*Given request 1*. Can you copy the stretch of the CUDA precision post from "#include<cuda_runtime.h>" through "void Kernel_double(double*a,int nthreadx)" word for word?

1

Fermi generation GPU's single precision calculation should be 2 times faster than double precision. However, although I rewrite all declaration 'double' to 'float', I got no speed up. Is there any mistake ex. compile option etc..?

GPU:Tesla C2075 OS:win7 pro Compiler:VS2013(nvcc) CUDA:v.7.5 Command line:nvcc test.cu

I wrote test code:

#include<stdio.h>
#include<stdlib.h>
#include<math.h>
#include<time.h>
#include<conio.h>

#include<cuda_runtime.h>
#include<cuda_profiler_api.h> 
#include<device_functions.h>
#include<device_launch_parameters.h>

#define DOUBLE 1

#define MAXI 10

__global__ void Kernel_double(double*a,int nthreadx)
{
    double b=1.e0;
    int i;
    i = blockIdx.x * nthreadx + threadIdx.x + 0;
    a[i] *= b;
}
__global__ void Kernel_float(float*a,int nthreadx)

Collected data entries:
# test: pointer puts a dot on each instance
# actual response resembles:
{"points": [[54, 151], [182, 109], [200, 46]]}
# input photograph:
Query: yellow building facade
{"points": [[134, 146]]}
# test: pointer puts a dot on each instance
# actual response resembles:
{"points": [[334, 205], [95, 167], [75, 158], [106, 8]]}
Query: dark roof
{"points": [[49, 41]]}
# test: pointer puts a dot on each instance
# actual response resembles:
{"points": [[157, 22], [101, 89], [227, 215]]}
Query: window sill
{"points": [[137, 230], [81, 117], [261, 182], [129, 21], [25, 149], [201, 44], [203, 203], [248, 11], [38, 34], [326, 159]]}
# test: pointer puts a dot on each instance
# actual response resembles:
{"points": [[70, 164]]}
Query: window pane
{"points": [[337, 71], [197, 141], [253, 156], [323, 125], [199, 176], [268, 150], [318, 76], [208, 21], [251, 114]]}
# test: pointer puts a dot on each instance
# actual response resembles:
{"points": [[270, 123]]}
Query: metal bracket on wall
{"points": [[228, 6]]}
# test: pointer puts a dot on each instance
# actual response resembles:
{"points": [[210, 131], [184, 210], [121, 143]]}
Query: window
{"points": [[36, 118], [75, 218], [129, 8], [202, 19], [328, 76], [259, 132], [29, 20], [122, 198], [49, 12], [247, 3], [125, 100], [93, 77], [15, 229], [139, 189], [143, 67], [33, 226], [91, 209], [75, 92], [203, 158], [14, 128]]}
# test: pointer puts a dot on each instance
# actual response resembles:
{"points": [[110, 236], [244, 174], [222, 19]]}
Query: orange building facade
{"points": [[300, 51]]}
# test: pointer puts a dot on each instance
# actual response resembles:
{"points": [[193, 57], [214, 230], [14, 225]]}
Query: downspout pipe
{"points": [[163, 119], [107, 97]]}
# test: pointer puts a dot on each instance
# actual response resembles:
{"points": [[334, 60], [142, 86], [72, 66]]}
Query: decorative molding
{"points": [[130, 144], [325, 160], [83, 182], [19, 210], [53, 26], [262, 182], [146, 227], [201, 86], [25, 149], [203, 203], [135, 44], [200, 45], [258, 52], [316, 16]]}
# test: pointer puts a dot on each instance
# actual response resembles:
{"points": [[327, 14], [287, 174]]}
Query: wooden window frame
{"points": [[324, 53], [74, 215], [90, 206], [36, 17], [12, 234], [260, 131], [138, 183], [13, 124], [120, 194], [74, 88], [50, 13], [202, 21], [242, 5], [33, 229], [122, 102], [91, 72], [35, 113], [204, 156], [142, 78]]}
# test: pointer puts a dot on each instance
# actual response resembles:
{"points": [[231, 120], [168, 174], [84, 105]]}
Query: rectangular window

*Given request 2*. Which lines in the entries contain the string "facade", matched with case taken into account? List each of those lines in full.

*Exercise solution 1*.
#include<cuda_runtime.h>
#include<cuda_profiler_api.h> 
#include<device_functions.h>
#include<device_launch_parameters.h>

#define DOUBLE 1

#define MAXI 10

__global__ void Kernel_double(double*a,int nthreadx)

*Exercise solution 2*.
Query: yellow building facade
Query: orange building facade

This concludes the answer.